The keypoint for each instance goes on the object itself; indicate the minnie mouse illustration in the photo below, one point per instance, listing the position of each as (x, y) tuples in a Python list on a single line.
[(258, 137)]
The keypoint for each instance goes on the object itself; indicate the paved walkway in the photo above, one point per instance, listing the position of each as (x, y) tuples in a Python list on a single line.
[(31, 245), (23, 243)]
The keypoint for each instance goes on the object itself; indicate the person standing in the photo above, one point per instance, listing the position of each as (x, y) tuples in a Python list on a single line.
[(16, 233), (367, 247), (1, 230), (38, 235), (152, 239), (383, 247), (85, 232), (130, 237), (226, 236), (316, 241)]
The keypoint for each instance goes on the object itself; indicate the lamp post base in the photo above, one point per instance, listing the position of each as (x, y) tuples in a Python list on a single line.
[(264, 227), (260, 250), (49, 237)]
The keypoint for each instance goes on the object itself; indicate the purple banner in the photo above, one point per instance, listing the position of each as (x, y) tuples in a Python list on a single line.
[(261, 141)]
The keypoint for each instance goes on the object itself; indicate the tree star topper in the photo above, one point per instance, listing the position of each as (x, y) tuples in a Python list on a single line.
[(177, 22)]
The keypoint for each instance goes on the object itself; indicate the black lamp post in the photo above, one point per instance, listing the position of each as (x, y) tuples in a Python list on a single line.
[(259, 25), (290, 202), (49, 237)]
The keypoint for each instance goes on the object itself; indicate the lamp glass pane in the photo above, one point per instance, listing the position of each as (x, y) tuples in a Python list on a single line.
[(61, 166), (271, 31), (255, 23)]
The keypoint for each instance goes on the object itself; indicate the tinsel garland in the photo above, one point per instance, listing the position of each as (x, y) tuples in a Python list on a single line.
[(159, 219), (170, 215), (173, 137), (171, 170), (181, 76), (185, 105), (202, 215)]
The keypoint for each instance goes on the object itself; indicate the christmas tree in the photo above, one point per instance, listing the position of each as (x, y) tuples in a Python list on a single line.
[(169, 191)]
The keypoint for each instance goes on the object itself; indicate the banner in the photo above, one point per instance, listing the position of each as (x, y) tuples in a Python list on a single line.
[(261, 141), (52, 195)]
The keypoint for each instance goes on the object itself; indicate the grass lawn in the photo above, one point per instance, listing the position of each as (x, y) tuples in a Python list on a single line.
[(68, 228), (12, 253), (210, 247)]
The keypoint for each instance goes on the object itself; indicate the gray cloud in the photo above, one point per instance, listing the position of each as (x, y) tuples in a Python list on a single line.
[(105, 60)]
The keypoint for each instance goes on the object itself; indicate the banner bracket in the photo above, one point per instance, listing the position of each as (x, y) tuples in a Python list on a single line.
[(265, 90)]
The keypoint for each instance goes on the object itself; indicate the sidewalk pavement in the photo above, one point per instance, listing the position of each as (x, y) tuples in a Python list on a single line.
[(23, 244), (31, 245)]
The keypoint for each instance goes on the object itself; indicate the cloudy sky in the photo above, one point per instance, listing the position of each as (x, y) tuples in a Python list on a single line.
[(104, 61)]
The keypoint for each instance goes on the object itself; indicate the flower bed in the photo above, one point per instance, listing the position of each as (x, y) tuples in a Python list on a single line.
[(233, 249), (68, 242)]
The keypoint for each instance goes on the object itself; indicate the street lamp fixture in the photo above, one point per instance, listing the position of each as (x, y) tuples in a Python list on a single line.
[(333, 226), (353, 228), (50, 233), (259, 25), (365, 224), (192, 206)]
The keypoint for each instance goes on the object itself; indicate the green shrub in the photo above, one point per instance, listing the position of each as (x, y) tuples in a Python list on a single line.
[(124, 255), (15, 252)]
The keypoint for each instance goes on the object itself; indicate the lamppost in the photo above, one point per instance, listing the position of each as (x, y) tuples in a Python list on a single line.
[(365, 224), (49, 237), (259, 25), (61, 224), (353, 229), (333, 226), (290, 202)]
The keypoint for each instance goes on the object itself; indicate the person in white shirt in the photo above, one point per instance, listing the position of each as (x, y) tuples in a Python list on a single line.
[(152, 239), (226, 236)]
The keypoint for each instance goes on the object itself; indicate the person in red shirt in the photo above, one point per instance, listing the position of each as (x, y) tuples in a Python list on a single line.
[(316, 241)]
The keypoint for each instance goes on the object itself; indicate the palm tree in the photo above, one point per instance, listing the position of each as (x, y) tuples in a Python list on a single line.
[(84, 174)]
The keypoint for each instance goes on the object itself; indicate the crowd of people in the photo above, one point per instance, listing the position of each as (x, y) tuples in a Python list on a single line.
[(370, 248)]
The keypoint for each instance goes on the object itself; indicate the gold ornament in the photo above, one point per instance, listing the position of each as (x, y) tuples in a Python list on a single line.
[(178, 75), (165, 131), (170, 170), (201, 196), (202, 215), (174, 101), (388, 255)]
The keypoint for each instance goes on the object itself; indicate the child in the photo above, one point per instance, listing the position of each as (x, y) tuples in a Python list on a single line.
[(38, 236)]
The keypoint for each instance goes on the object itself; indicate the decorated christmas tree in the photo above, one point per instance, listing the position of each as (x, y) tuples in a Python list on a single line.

********************

▸ Aim:
Reproduce the entire listing above word for word, keeping every line in its original order.

▸ In response:
The keypoint for each instance goes on the object itself; indicate the minnie mouse illustration in the photo below, one point per instance, listing the position of each as (x, y) tuples in a Python list on a single line.
[(258, 137)]
The keypoint for each instance goes on the object itself; indicate the paved walkway in the photo above, one point per instance, listing the position of each as (x, y) tuples in a Python list on a single line.
[(31, 245), (23, 243)]
The keypoint for each instance goes on the object itself; indicate the person standing in the photo above, one point per instance, listing the position of each as (x, y) tuples in a Python list on a single line.
[(16, 233), (367, 247), (1, 230), (38, 235), (152, 239), (383, 247), (85, 232), (130, 237), (226, 236), (316, 241)]
The keypoint for each instance goes on the object itself; indicate the lamp post base in the photo above, one point per instance, listing the position of each as (x, y) tuples in a Python list on a single line.
[(264, 227), (260, 250), (49, 237)]
The keypoint for each instance goes on the object itself; indicate the purple banner in the photo above, one point per instance, listing the position of each as (x, y) tuples in a Python list on a single line.
[(261, 141)]
The keypoint for each instance goes on the object itself; indicate the tree star topper in the photo above, one point per instance, listing the position of each as (x, y) tuples in a Python list on a single line.
[(177, 22)]
The keypoint for each instance goes on the object itself; indicate the black lamp post in the photo above, one point per instance, listing the position of each as (x, y) tuples in a Python list on a single line.
[(259, 25), (290, 202), (49, 237)]
The keypoint for each instance goes on the object itself; indicate the lamp glass pane in the photo above, one point per instance, listing the position of each as (x, y) tuples in a Python list on a single line.
[(61, 166), (271, 31), (255, 23)]
The keypoint for each instance goes on the object itself; indicate the tinsel garland in the photo above, one point per instance, listing the position of each as (x, y) tuples in a Python list on a single line.
[(159, 219), (170, 215), (173, 137), (171, 170), (181, 76), (185, 105), (202, 215)]
The keypoint for each instance goes on the object itself; indicate the christmas tree in the photo above, one point per instance, listing the position of each as (x, y) tuples in a Python list on a single line.
[(169, 191)]
The keypoint for each instance goes on the object itself; indicate the banner in the photo above, one point per instance, listing the position of each as (x, y) tuples in a Python list on a single line.
[(261, 141), (52, 195)]
The keypoint for each instance goes on the object itself; indicate the grass lawn in the photo above, one point per instance, listing the position of each as (x, y) tuples in a Python list on a single line.
[(68, 228), (12, 253), (210, 247)]
The keypoint for each instance goes on the object itself; indicate the gray cloud in the photo above, one point per instance, listing the position of each as (x, y) tuples in a Python list on a single line.
[(105, 60)]
The keypoint for each instance goes on the object itself; indicate the banner bracket in the photo above, one point per instance, listing the position of each as (x, y) tuples in a Python list on a single line.
[(265, 90)]
The keypoint for each instance goes on the object itself; indicate the sidewalk pavement in the photo above, one point per instance, listing the position of each as (x, y) tuples in a Python list on a single line.
[(23, 244), (31, 245)]
The keypoint for each instance goes on the object itself; indicate the cloudy sky in the photo above, one point per instance, listing the position of each as (x, y) tuples in a Python list on a single line.
[(104, 61)]
The keypoint for each instance goes on the object itself; indicate the flower bed in the photo above, one point per instance, listing the position of each as (x, y) tuples in a Python list on a single line.
[(233, 249), (68, 242)]
The keypoint for each instance goes on the object itself; indicate the street lamp fixture in the photo above, one point per instance, listing the position of each as (x, y) tuples in a Python list on a single line.
[(333, 226), (353, 228), (50, 233), (259, 25), (365, 224), (192, 206)]
The keypoint for each instance goes on the object itself; indicate the green shrub in the photo above, one point per instance, listing the position of each as (x, y) tuples in a Python list on a single line.
[(124, 255), (15, 252)]
The keypoint for each instance goes on the object itself; indicate the lamppost in the photo above, one point per instance, listing the position of each as (x, y) tuples in a Python list on a single line.
[(365, 224), (49, 237), (259, 25), (61, 224), (353, 229), (333, 226), (290, 202)]
The keypoint for each instance goes on the object itself; indicate the person in white shirt in the photo above, one point per instance, listing the position of each as (x, y) tuples in a Python list on a single line.
[(152, 239), (226, 236)]
The keypoint for each instance goes on the object itself; indicate the person in red shirt in the photo above, one point per instance, listing the position of each as (x, y) tuples in a Python list on a single line.
[(316, 241)]
The keypoint for each instance goes on the object itself; indicate the palm tree in the photo above, one point per instance, listing the position of each as (x, y) tuples in a Python list on a single line.
[(84, 174)]
The keypoint for each instance goes on the object itself; indicate the crowd of people in the photo above, one point per instance, listing the position of each as (x, y) tuples in a Python list on a single line.
[(370, 248)]
The keypoint for each instance goes on the object itself; indicate the gold ornament in the photo above, one point per instance, listing the position of each as (x, y) tuples in a Python list on a single line.
[(178, 75), (165, 131), (170, 170), (201, 196), (202, 215), (174, 101), (388, 255)]
The keypoint for each instance goes on the object itself; indicate the child in the photo above, one point per instance, listing the position of each as (x, y) tuples in a Python list on a single line.
[(38, 236)]
The keypoint for each instance goes on the object itself; indicate the decorated christmas tree in the photo above, one point per instance, listing the position of each as (x, y) tuples in a Python list on a single line.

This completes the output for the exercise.